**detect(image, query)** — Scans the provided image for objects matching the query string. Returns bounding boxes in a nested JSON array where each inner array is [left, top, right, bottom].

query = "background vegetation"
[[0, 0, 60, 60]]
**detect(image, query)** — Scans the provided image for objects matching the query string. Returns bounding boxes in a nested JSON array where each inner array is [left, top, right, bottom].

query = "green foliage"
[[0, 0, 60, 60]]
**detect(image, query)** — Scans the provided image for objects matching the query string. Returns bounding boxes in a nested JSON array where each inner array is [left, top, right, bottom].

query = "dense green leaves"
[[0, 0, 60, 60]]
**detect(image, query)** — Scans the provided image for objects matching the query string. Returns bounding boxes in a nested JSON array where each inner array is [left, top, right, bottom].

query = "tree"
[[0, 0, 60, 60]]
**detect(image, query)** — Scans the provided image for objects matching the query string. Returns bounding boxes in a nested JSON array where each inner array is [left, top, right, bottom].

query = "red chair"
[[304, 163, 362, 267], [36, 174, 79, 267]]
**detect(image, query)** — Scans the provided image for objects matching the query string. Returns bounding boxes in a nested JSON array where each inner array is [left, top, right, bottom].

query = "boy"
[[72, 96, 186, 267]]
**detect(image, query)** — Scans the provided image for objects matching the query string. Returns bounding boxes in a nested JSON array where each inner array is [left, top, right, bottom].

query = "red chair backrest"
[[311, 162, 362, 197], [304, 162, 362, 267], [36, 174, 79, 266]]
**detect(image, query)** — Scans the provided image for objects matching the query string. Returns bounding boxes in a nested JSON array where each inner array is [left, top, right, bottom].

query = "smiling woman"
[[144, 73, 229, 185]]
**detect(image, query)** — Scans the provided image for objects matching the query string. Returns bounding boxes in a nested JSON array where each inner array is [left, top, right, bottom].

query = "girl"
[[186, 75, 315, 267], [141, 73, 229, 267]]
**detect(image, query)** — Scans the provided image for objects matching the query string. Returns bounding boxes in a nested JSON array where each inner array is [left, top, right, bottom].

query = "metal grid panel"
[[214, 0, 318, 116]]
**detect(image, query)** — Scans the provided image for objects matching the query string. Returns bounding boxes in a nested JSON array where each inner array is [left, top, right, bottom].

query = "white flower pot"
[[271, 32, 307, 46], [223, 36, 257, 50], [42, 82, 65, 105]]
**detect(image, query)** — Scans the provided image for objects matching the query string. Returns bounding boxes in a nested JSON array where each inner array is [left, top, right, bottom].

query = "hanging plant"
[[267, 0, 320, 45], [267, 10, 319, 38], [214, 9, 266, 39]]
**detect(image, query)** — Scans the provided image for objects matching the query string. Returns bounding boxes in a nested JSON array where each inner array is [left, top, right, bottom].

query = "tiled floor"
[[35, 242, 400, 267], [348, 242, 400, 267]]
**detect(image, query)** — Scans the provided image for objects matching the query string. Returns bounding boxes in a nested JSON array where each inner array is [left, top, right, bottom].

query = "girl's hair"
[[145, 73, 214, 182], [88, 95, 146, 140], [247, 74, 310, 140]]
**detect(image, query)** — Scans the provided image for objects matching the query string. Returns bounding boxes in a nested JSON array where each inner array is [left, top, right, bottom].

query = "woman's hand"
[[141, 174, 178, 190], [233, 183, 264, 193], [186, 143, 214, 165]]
········
Your objective
Copy every line of the records word for word.

Written answer
**detect(image, query)** — Scans the provided image for objects matching the query string. Returns bounding boxes in a nested JSON array where each inner array is [left, top, right, bottom].

query = "background vegetation"
[[0, 0, 60, 60]]
**detect(image, query)** — Scans the provided image for objects matching the query string. Returns bounding boxes in a nested JSON array where each inner array is [left, top, right, bottom].

query = "green foliage"
[[0, 0, 60, 60]]
**detect(image, query)** — Scans the provided image for objects matching the query string. Returns bounding boxes in a nested JSON array where each inner array is [left, top, right, bottom].

query = "dense green leaves"
[[0, 0, 60, 60]]
**detect(image, query)** — Scans the provided image for objects matching the query string. Returns bounding boxes in a nested JSON array where each inner array is [left, top, right, bottom].

query = "tree"
[[0, 0, 60, 60]]
**detect(image, query)** — Scans the provided image for objects matching the query string. Returns bounding boxes in a nested JSON array where each inner array is [left, top, right, bottom].

query = "red chair"
[[304, 163, 362, 267], [36, 174, 79, 267]]
**detect(image, query)** — Scans the provided image for objects matching the query string. Returns bounding boxes in a nested JSON array where each inner array is [left, top, right, bottom].

query = "boy"
[[72, 96, 186, 267]]
**detect(image, query)** — Scans the provided image for objects matching the query string. Returns bounding boxes in a nested JSON array where each inner array is [left, top, right, bottom].

query = "red chair backrest"
[[311, 162, 362, 197], [304, 162, 362, 267], [36, 174, 79, 266]]
**detect(image, query)** — Scans the provided image for objects matching the query string. Returns bounding boxes in a nested JSON array where each inner array is [left, top, right, bottom].

query = "smiling woman"
[[144, 73, 229, 185]]
**detect(image, query)** — Scans the provided image for objects matching the query string. Returns bounding boxes in a nested JSON array where each inner array is [left, top, right, bottom].

query = "girl"
[[186, 75, 315, 267], [141, 73, 229, 267]]
**detect(image, query)** — Scans the provided image for objects matching the query string. Returns bounding boxes in a nested JSON array where each inner array is [left, top, right, bottom].

query = "metal grid panel"
[[214, 0, 318, 116]]
**detect(image, query)** — Scans the provided image for objects matching the query string. Returns bounding boxes in a nested JSON array where each inner array is [left, top, right, bottom].

query = "white flower pot"
[[271, 32, 307, 46], [223, 36, 257, 50], [42, 82, 65, 105]]
**detect(image, query)** — Scans the provided image for objects matching the query string. Returns bounding boxes in a nested JSON array where each inner array is [left, top, right, bottom].

query = "hanging plant"
[[267, 0, 320, 45], [267, 10, 319, 38], [214, 9, 266, 39]]
**detect(image, query)** — Scans the provided image for objects matching the query string. Returns bounding boxes in a nested JSON array where each inner array is [left, top, right, bottom].

query = "tiled floor"
[[35, 242, 400, 267], [348, 242, 400, 267]]
**detect(image, query)** — Scans the provided image for objects matching the query string. Returns bounding boxes in a nested JSON array where each inner array is [left, top, right, bottom].

query = "girl's hair"
[[145, 73, 214, 182], [88, 95, 146, 140], [247, 74, 310, 140]]
**detect(image, query)** — Scans the provided image for objects matching the query string. Returns bounding boxes in a nested JSON array where each inner array is [left, top, right, bottom].

query = "woman's hand"
[[141, 174, 178, 190], [233, 183, 264, 193], [186, 143, 214, 165]]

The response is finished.